• **EXTRACTED ENTRIES**:
▬▬▬

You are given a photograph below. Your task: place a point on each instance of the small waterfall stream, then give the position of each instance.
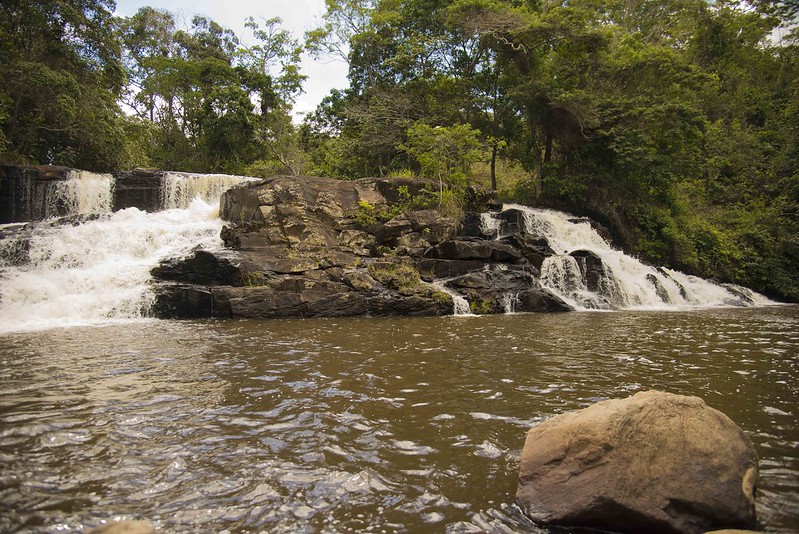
(57, 273)
(180, 189)
(588, 273)
(81, 193)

▬▬▬

• **SET TASK**: Set down every entry word for word, but omit the pictures.

• **TASK OUTPUT**:
You are given a photograph below. Your task: place a point on each instance of the small waterfall stream, then give the position of each instance.
(57, 273)
(180, 189)
(588, 273)
(81, 193)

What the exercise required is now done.